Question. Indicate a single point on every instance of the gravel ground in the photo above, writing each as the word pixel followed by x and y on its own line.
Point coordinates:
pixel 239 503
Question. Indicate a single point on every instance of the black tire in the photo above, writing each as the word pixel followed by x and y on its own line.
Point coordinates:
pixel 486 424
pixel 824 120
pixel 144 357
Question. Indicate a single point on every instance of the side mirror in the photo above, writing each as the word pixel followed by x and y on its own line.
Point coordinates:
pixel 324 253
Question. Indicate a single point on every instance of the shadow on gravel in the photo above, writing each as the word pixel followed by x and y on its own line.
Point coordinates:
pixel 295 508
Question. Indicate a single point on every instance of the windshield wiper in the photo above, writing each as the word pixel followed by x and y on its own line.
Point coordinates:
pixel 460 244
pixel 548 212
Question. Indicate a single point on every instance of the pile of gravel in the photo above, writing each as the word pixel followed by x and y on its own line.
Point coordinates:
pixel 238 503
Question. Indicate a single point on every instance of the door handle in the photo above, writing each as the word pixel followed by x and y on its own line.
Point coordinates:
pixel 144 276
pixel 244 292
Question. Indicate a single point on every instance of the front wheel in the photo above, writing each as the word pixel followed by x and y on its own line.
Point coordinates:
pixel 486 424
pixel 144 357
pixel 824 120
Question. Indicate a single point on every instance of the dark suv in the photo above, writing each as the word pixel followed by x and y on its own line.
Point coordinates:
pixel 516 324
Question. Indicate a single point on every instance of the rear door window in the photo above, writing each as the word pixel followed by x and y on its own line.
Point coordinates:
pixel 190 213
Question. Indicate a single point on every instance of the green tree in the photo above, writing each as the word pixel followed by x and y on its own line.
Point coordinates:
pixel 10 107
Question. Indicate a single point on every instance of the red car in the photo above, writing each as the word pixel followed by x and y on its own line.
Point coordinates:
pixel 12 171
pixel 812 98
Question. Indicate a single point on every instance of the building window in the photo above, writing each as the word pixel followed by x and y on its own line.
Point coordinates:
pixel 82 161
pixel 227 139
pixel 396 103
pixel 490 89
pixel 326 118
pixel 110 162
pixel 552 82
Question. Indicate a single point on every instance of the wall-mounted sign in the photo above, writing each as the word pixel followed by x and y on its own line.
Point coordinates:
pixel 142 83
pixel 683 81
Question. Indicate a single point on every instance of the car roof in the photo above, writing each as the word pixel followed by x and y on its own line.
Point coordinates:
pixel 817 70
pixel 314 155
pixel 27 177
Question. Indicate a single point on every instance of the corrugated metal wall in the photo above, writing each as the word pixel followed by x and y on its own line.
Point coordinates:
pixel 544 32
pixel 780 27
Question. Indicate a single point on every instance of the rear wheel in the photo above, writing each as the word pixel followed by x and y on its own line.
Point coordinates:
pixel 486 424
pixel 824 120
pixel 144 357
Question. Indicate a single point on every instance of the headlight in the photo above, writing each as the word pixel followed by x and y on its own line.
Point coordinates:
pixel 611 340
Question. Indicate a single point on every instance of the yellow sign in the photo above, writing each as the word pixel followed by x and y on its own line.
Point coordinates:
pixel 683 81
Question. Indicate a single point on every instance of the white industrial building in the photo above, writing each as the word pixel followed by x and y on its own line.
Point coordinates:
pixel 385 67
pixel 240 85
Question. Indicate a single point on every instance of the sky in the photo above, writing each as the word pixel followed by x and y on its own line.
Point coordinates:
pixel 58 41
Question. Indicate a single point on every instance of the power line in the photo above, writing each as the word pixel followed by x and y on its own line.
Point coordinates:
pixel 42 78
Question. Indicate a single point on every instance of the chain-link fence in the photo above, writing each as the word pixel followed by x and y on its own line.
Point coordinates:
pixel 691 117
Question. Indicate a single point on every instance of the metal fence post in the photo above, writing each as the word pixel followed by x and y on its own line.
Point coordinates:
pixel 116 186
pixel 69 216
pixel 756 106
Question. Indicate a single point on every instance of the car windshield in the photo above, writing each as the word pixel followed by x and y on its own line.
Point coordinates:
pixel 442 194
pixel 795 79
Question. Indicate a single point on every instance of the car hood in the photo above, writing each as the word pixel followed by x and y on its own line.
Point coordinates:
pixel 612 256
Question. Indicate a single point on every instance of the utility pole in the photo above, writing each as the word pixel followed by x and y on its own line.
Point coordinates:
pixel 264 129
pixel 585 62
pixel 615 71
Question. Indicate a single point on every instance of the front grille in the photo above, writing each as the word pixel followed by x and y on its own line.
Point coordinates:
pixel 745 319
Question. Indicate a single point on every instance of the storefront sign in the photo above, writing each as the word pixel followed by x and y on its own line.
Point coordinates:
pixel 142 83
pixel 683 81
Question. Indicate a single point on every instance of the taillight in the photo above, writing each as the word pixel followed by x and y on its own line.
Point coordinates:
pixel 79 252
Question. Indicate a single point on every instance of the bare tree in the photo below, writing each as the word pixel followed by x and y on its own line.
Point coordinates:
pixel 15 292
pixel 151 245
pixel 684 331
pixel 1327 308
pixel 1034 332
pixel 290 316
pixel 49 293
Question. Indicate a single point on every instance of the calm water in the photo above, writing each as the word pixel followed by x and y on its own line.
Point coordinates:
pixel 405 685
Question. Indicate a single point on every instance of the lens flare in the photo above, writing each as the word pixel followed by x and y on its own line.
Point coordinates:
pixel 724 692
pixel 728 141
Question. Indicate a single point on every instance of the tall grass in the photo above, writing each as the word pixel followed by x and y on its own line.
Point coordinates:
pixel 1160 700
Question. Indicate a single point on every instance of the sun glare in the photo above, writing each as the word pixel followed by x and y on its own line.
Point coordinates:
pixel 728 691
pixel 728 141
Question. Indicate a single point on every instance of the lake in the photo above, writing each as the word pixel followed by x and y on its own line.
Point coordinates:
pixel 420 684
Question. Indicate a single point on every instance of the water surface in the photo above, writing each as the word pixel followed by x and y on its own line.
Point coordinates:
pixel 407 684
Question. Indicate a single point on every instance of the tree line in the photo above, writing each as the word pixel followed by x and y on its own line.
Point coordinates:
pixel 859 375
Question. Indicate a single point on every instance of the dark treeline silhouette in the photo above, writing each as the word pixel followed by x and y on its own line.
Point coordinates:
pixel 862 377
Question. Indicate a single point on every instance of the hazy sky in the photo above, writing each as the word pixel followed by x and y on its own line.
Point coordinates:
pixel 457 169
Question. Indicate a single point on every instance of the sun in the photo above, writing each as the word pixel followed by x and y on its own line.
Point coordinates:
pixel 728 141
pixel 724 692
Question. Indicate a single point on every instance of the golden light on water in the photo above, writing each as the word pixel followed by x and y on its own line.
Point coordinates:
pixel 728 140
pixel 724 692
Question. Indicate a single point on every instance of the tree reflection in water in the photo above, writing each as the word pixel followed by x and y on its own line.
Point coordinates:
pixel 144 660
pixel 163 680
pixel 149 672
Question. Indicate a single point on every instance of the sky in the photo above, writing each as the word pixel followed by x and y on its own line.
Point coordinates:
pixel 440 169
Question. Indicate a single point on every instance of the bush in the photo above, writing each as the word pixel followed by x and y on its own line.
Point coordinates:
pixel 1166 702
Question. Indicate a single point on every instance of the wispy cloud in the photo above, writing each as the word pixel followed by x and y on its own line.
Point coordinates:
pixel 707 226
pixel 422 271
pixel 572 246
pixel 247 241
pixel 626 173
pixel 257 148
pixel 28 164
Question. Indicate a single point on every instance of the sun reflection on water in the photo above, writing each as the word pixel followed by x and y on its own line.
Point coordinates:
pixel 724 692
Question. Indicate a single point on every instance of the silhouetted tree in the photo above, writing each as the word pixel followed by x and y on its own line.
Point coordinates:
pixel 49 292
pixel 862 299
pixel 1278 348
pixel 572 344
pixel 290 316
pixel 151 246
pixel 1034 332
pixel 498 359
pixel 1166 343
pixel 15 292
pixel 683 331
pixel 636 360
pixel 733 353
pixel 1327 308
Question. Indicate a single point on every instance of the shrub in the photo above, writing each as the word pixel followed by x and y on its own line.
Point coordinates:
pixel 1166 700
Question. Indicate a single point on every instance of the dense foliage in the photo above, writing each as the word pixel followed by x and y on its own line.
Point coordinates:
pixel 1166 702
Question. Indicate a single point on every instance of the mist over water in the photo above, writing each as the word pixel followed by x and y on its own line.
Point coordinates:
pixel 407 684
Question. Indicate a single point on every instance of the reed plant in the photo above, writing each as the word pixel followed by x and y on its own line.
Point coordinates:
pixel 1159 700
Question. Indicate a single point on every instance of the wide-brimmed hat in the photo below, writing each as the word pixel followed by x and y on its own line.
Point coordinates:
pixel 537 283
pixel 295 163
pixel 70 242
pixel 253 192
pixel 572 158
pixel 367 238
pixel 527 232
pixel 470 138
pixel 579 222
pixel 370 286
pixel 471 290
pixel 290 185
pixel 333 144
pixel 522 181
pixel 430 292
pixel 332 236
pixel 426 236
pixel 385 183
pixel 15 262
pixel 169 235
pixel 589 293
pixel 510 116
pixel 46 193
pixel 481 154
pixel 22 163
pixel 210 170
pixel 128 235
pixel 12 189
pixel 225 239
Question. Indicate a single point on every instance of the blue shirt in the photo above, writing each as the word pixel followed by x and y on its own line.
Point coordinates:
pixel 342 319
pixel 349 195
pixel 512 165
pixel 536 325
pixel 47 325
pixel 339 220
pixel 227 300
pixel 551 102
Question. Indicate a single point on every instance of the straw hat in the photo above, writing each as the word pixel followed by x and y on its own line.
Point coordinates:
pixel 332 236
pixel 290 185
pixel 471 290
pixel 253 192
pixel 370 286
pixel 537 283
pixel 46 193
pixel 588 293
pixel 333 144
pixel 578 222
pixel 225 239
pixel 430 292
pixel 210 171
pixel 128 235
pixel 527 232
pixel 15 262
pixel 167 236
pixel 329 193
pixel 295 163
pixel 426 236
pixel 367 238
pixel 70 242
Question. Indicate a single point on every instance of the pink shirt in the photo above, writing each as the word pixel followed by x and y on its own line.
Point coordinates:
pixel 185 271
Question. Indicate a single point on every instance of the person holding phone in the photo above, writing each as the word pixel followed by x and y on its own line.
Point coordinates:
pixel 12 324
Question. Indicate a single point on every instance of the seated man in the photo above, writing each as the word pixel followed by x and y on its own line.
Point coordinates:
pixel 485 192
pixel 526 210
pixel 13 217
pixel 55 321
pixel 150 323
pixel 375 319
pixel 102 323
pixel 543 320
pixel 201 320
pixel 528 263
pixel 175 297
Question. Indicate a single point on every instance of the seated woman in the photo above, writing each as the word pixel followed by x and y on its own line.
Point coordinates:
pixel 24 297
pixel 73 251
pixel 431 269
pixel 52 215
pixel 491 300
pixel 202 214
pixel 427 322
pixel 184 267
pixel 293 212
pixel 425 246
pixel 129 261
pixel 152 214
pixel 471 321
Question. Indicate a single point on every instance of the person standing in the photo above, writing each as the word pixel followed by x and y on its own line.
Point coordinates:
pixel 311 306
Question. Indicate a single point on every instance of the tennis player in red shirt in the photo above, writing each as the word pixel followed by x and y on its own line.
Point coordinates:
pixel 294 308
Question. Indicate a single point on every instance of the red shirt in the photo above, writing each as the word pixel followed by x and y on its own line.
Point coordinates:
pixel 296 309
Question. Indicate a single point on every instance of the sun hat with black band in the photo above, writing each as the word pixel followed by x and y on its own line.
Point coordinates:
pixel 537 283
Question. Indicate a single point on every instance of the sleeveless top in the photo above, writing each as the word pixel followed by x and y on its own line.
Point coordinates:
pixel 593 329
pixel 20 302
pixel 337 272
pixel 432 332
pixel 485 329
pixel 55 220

Условие задания: Представьте пункты материала выше в виде CSV с двумя столбцами «вход» и «выход»: начните со строки, содержащей «Question. Indicate a single point on every instance of the tall», и закончите строкой, содержащей «pixel 859 375», включительно. Каждому пункту отводится одна строка, где в «вход» идет текст пункта, а в «выход» его ответ, причем оба поля заключены в кавычки, а переносы строк заменены пробелами.

Результат выполнения:
вход,выход
"Question. Indicate a single point on every instance of the tall grass in the photo above, writing each as the word pixel followed by x and y on its own line. Point coordinates:","pixel 1160 700"
"Question. Indicate a single point on every instance of the sun glare in the photo above, writing each as the word pixel followed by x and y on its own line. Point coordinates:","pixel 728 691 pixel 728 141"
"Question. Indicate a single point on every instance of the lake in the photo above, writing each as the word pixel followed by x and y on its own line. Point coordinates:","pixel 420 684"
"Question. Indicate a single point on every instance of the water surface in the photo above, writing each as the word pixel followed by x and y on its own line. Point coordinates:","pixel 407 684"
"Question. Indicate a single point on every instance of the tree line in the photo above, writing each as the word pixel followed by x and y on its own line. Point coordinates:","pixel 859 375"